From the first line to the last, print the listing exactly.
---
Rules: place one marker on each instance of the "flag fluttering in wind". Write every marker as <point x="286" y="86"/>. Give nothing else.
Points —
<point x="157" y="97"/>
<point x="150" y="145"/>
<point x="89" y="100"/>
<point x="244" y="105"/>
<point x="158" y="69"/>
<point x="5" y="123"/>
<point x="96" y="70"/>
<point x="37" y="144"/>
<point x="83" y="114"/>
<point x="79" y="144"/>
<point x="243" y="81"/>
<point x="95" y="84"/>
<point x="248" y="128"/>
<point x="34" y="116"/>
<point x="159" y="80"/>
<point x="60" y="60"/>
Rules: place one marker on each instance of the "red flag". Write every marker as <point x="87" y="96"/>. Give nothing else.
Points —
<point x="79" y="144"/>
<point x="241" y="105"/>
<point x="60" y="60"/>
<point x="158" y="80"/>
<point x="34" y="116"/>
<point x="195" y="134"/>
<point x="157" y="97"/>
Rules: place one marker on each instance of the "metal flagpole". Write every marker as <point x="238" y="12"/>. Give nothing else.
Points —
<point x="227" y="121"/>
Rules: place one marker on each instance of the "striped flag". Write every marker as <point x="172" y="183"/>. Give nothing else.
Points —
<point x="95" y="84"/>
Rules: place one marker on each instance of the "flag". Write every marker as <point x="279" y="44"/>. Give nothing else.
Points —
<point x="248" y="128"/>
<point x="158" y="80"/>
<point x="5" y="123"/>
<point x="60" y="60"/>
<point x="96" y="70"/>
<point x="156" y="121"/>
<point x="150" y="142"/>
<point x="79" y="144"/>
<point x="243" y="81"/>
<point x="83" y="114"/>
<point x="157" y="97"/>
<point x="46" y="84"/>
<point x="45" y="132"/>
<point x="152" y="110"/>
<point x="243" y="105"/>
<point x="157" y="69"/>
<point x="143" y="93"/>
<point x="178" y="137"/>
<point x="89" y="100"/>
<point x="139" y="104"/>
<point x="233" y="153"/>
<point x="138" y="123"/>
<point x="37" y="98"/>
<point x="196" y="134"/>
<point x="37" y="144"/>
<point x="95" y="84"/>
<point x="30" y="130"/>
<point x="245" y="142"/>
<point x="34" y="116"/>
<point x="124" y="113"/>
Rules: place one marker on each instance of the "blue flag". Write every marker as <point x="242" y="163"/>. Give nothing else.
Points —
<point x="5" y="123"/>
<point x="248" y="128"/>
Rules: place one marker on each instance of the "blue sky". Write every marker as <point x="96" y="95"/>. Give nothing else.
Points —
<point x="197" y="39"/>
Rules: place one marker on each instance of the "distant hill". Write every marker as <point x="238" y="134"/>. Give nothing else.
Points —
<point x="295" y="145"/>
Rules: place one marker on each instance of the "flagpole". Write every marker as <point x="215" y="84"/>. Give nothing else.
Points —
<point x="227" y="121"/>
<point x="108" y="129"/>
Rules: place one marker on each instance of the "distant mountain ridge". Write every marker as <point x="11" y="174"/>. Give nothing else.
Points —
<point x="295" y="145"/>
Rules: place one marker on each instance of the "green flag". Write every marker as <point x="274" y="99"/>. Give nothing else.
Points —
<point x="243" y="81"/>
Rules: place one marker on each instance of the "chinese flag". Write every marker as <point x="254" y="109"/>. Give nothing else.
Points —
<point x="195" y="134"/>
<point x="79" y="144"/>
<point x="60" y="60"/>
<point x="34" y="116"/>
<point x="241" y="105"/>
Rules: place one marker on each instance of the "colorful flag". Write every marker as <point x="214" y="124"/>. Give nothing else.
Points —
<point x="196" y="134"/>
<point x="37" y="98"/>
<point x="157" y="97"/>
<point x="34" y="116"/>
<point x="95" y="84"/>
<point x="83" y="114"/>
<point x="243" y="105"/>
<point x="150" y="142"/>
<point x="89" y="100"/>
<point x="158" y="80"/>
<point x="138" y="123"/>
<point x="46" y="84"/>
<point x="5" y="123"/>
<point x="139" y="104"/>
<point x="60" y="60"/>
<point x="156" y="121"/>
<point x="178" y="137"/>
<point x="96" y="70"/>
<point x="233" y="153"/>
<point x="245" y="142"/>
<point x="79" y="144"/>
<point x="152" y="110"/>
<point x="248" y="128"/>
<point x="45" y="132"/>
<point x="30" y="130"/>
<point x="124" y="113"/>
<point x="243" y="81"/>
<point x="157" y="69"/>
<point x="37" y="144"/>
---
*Task response*
Rules: place one marker on each instance of the "flag fluttering in wind". Write every marker as <point x="286" y="86"/>. Give nothing else.
Points —
<point x="157" y="97"/>
<point x="150" y="145"/>
<point x="89" y="100"/>
<point x="244" y="105"/>
<point x="158" y="69"/>
<point x="5" y="123"/>
<point x="96" y="70"/>
<point x="37" y="144"/>
<point x="83" y="114"/>
<point x="79" y="144"/>
<point x="243" y="81"/>
<point x="95" y="84"/>
<point x="248" y="128"/>
<point x="34" y="116"/>
<point x="159" y="80"/>
<point x="60" y="60"/>
Rules: place one marker on each instance of the "red flag". Write every marker as <point x="87" y="96"/>. Give nothing else.
Points —
<point x="79" y="144"/>
<point x="241" y="105"/>
<point x="60" y="60"/>
<point x="158" y="80"/>
<point x="34" y="116"/>
<point x="195" y="134"/>
<point x="157" y="97"/>
Rules: place one marker on each instance of the "metal flagpole". Write every marker as <point x="238" y="12"/>. Give nothing else.
Points —
<point x="227" y="121"/>
Rules: place one marker on each instance of the "striped flag". Write every marker as <point x="172" y="183"/>. Give nothing else.
Points —
<point x="95" y="84"/>
Rules: place one marker on each instance of the "flag". Write every marker as <point x="279" y="44"/>. Give nothing else.
Points —
<point x="248" y="128"/>
<point x="158" y="80"/>
<point x="5" y="123"/>
<point x="60" y="60"/>
<point x="96" y="70"/>
<point x="156" y="121"/>
<point x="150" y="142"/>
<point x="79" y="144"/>
<point x="243" y="81"/>
<point x="83" y="114"/>
<point x="157" y="97"/>
<point x="46" y="84"/>
<point x="45" y="132"/>
<point x="152" y="110"/>
<point x="243" y="105"/>
<point x="157" y="69"/>
<point x="143" y="93"/>
<point x="178" y="137"/>
<point x="89" y="100"/>
<point x="139" y="104"/>
<point x="233" y="153"/>
<point x="138" y="123"/>
<point x="37" y="98"/>
<point x="196" y="134"/>
<point x="37" y="144"/>
<point x="95" y="84"/>
<point x="30" y="130"/>
<point x="245" y="142"/>
<point x="34" y="116"/>
<point x="124" y="113"/>
Rules: place one marker on each instance of the "blue flag". Write every marker as <point x="242" y="163"/>. Give nothing else.
Points —
<point x="5" y="123"/>
<point x="248" y="128"/>
Rules: place one marker on each instance of the "blue sky". Write every marker as <point x="96" y="95"/>. Give nothing else.
Points —
<point x="197" y="39"/>
Rules: place one marker on each instance of the "distant hill". Write every marker as <point x="238" y="134"/>. Give nothing else.
Points —
<point x="295" y="145"/>
Rules: place one marker on each instance of the "flagpole". Write every marker as <point x="215" y="84"/>. Give nothing else.
Points —
<point x="227" y="121"/>
<point x="108" y="129"/>
Rules: place one marker on each instance of the "distant mountain ridge". Write every marker as <point x="11" y="174"/>. Give nothing else.
Points —
<point x="295" y="145"/>
Rules: place one marker on each instance of the "green flag". Write every marker as <point x="274" y="99"/>. Give nothing else.
Points —
<point x="243" y="81"/>
Rules: place one marker on each instance of the "chinese flag". Write every marker as <point x="254" y="109"/>. Give nothing else.
Points —
<point x="195" y="134"/>
<point x="79" y="144"/>
<point x="60" y="60"/>
<point x="34" y="116"/>
<point x="241" y="105"/>
Rules: place one marker on each instance of the "colorful flag". Write every marker as <point x="214" y="124"/>. Give nothing else.
Points —
<point x="196" y="134"/>
<point x="37" y="98"/>
<point x="157" y="97"/>
<point x="34" y="116"/>
<point x="95" y="84"/>
<point x="83" y="114"/>
<point x="243" y="105"/>
<point x="150" y="142"/>
<point x="89" y="100"/>
<point x="158" y="80"/>
<point x="138" y="123"/>
<point x="46" y="84"/>
<point x="5" y="123"/>
<point x="139" y="104"/>
<point x="60" y="60"/>
<point x="156" y="121"/>
<point x="178" y="137"/>
<point x="96" y="70"/>
<point x="233" y="153"/>
<point x="245" y="142"/>
<point x="79" y="144"/>
<point x="152" y="110"/>
<point x="248" y="128"/>
<point x="45" y="132"/>
<point x="30" y="130"/>
<point x="124" y="113"/>
<point x="243" y="81"/>
<point x="157" y="69"/>
<point x="37" y="144"/>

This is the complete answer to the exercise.